* **TASK**: List each line in the lines below that contains the string "house".

═══ RECORD EXTRACTS ═══

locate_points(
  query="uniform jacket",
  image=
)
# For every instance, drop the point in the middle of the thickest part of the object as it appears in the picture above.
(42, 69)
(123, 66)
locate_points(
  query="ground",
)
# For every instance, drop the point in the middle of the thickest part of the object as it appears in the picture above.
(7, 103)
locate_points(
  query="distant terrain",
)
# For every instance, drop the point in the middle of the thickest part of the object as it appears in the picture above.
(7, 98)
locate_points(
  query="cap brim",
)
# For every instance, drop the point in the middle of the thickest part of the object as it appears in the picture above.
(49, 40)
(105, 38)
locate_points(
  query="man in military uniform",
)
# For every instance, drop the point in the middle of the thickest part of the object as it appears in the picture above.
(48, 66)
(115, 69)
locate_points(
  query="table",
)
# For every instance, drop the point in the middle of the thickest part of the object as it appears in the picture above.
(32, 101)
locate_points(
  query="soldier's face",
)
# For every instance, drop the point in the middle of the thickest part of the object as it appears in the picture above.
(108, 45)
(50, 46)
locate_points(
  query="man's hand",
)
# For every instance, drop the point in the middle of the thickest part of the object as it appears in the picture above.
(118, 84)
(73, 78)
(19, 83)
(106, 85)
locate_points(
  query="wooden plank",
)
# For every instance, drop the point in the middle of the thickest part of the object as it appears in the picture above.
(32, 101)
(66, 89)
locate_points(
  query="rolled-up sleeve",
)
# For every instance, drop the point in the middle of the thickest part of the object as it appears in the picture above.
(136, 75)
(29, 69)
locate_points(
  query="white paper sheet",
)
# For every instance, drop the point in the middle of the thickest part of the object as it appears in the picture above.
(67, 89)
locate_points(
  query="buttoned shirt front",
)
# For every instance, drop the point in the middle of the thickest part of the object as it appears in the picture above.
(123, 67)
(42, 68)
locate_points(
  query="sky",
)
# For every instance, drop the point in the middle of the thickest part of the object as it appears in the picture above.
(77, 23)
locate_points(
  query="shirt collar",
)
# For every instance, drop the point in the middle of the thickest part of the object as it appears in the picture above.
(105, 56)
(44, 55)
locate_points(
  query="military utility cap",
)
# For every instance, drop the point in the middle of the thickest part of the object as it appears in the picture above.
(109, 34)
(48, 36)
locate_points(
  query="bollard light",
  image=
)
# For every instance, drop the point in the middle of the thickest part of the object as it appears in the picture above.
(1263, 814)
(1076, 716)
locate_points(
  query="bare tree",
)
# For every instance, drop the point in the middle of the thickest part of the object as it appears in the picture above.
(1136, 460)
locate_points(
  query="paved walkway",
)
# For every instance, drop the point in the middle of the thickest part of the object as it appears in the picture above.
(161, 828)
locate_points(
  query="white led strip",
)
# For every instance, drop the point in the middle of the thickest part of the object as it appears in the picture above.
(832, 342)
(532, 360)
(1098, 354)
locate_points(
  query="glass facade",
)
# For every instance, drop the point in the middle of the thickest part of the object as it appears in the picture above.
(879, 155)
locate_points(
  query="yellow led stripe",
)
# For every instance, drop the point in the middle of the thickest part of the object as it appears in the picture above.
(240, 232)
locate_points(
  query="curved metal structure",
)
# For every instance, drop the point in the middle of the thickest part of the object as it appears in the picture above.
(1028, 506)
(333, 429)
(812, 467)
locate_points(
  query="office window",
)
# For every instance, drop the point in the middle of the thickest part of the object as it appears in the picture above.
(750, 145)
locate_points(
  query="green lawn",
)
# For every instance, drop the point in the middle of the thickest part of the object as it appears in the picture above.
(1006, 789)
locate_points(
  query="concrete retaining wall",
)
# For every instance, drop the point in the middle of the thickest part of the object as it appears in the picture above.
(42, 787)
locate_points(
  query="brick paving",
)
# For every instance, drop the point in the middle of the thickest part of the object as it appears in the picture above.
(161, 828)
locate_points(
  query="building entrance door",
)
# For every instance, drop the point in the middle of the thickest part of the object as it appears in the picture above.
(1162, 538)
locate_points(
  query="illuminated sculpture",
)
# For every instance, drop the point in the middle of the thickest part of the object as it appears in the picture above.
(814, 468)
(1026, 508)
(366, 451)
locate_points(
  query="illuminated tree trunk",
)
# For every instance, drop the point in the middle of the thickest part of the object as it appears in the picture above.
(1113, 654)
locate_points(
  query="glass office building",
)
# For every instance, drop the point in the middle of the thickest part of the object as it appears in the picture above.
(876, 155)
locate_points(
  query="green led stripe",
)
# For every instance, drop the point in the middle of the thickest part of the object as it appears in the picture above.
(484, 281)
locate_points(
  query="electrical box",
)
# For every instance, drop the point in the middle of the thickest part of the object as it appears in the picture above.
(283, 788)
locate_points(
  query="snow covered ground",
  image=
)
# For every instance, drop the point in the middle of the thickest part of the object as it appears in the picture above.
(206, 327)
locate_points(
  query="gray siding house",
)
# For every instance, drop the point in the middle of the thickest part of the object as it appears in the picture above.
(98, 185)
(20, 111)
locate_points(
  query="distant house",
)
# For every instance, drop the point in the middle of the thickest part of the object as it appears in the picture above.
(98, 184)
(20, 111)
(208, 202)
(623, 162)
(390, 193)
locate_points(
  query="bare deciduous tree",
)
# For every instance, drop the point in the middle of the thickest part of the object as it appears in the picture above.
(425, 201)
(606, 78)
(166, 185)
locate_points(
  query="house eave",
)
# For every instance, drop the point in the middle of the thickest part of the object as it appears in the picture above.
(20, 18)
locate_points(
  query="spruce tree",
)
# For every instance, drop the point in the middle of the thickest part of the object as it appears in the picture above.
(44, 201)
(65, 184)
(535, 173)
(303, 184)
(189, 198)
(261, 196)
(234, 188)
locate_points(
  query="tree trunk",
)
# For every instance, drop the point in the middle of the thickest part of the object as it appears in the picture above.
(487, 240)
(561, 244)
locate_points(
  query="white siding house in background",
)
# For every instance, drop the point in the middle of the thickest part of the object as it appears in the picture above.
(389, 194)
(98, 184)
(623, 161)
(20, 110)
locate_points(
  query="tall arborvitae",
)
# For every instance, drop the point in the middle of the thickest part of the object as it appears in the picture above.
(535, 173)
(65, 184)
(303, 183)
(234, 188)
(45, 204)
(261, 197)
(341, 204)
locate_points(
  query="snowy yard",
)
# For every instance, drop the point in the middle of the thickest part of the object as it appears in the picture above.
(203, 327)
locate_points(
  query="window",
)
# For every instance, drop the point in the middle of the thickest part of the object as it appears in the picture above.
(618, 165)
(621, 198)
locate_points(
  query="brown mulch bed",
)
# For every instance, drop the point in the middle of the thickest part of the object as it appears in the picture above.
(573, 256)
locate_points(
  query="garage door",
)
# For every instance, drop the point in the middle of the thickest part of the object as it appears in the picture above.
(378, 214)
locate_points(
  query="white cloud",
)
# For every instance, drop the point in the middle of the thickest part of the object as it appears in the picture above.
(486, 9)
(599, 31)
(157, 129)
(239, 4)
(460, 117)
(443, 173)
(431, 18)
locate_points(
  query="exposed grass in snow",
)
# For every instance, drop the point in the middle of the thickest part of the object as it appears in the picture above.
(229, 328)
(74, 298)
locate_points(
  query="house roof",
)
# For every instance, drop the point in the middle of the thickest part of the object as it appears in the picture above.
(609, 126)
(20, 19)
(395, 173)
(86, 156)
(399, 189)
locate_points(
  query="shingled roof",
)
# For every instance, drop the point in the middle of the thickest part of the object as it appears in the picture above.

═══

* **FINAL ANSWER**:
  query="gray siding house",
  query="distant house",
  query="house eave",
  query="white siding house in background",
  query="house roof",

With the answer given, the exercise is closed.